-- How to complete this task --
Word for word, print each record, dropping any image it holds.

╭─ Dataset extract

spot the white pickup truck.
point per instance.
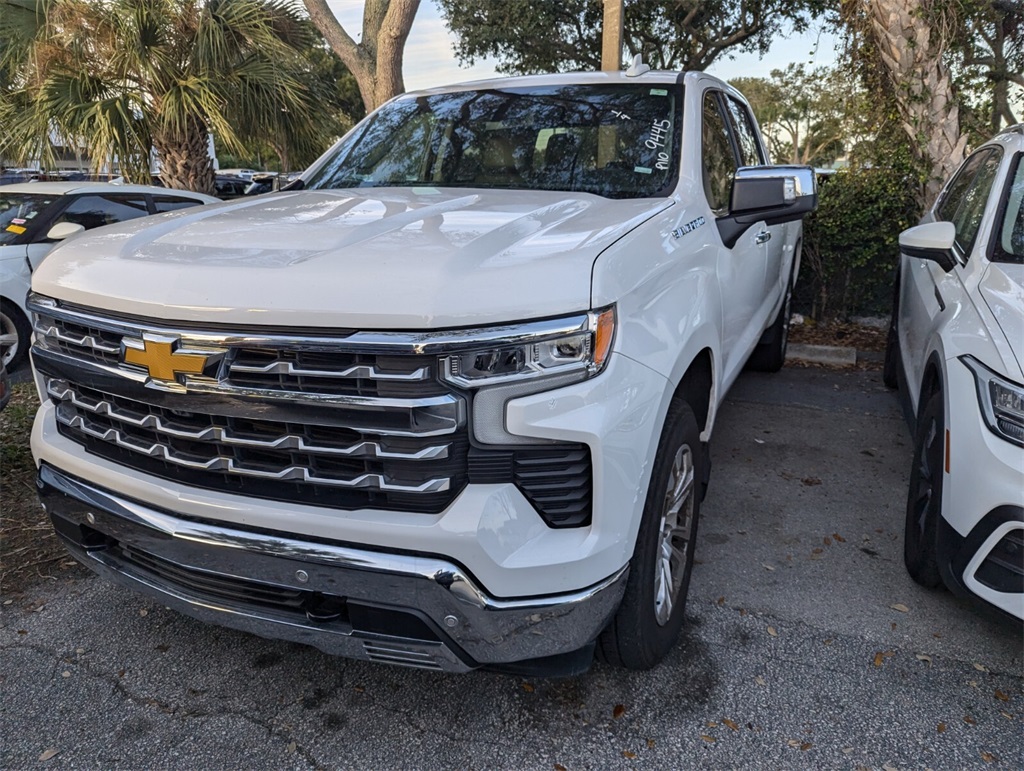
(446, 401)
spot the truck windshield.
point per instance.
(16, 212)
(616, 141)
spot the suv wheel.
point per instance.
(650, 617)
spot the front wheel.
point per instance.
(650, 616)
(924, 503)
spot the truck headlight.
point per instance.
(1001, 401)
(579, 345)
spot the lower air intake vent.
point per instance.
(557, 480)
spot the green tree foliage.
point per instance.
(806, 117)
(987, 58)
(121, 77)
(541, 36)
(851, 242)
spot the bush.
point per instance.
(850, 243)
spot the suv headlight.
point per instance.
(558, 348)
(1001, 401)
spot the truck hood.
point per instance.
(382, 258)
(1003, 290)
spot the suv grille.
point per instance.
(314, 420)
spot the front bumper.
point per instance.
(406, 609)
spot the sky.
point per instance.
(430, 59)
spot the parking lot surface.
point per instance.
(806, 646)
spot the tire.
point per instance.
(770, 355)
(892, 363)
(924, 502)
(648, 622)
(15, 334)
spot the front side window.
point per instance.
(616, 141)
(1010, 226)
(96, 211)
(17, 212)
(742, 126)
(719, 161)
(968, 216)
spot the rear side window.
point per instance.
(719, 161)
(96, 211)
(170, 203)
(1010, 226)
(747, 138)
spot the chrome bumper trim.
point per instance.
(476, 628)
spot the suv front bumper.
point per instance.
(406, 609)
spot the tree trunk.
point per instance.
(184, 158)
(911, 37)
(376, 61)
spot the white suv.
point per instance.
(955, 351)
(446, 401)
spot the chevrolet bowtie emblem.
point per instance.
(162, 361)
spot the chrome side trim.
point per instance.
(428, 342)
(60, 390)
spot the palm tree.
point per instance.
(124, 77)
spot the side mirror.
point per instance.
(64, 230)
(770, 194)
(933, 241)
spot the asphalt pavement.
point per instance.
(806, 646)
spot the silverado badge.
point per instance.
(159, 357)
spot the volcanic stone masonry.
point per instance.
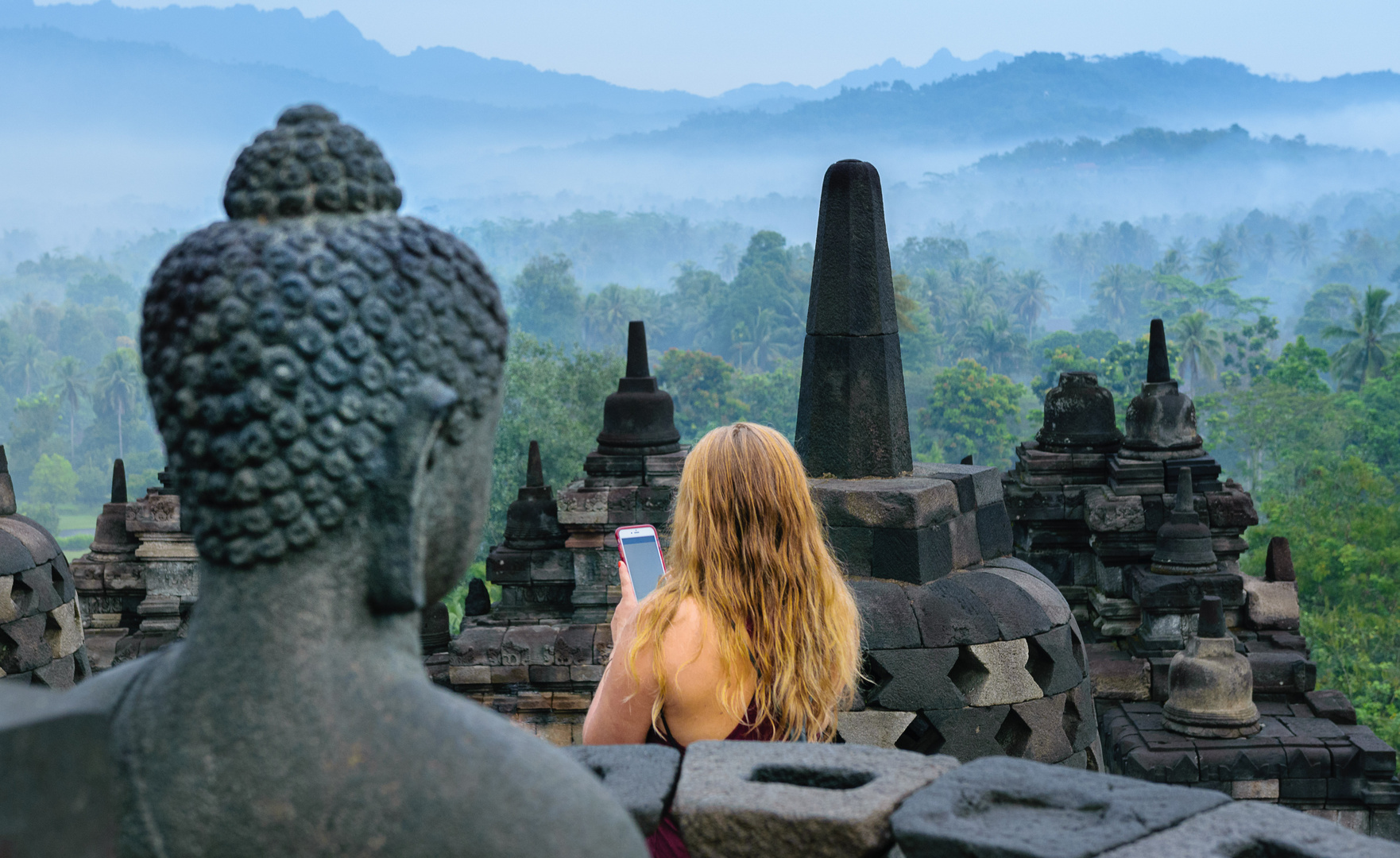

╰─

-- Result of the exercise --
spot the white pickup truck.
point per instance.
(446, 401)
spot the truck windshield.
point per instance.
(16, 212)
(616, 141)
spot the suv wheel.
point per instance.
(650, 617)
spot the front wheel.
point per instance.
(650, 616)
(924, 503)
spot the truck headlight.
point per instance.
(1001, 401)
(579, 345)
spot the lower air intake vent.
point per instance.
(557, 480)
spot the green tree foliage.
point per instance.
(806, 117)
(987, 58)
(121, 77)
(541, 36)
(851, 242)
spot the bush.
point per instance.
(850, 243)
spot the suv headlight.
point per instance.
(558, 348)
(1001, 401)
spot the truck hood.
point per instance.
(382, 258)
(1003, 290)
spot the suv grille.
point per instance.
(314, 420)
spot the front bumper.
point per instance.
(406, 609)
spot the sky.
point per instance.
(430, 59)
spot the parking lot surface.
point per instance.
(806, 646)
spot the tire.
point per instance.
(770, 355)
(892, 363)
(924, 502)
(648, 622)
(15, 334)
spot the front side window.
point per instance.
(616, 141)
(1010, 226)
(96, 211)
(17, 212)
(742, 126)
(719, 161)
(968, 216)
spot the rear side window.
point per instance.
(719, 161)
(96, 211)
(170, 203)
(1010, 226)
(747, 138)
spot the chrome bumper trim.
point per instance.
(476, 628)
spot the suv front bumper.
point per instance.
(406, 609)
spot the tree trunk.
point per instance.
(184, 158)
(911, 37)
(376, 61)
spot the white suv.
point per instance.
(955, 351)
(446, 401)
spot the chevrolet bowtie emblem.
point per instance.
(162, 361)
spot the chrome side trim.
point per instance.
(428, 342)
(60, 390)
spot the palm tree.
point per instance.
(124, 77)
spot the side mirror.
point per instance.
(64, 230)
(770, 194)
(933, 241)
spot the asphalt pavement.
point per instance.
(806, 646)
spot the silverado badge.
point per instance.
(159, 357)
spot the volcanic stone masonry.
point per instance.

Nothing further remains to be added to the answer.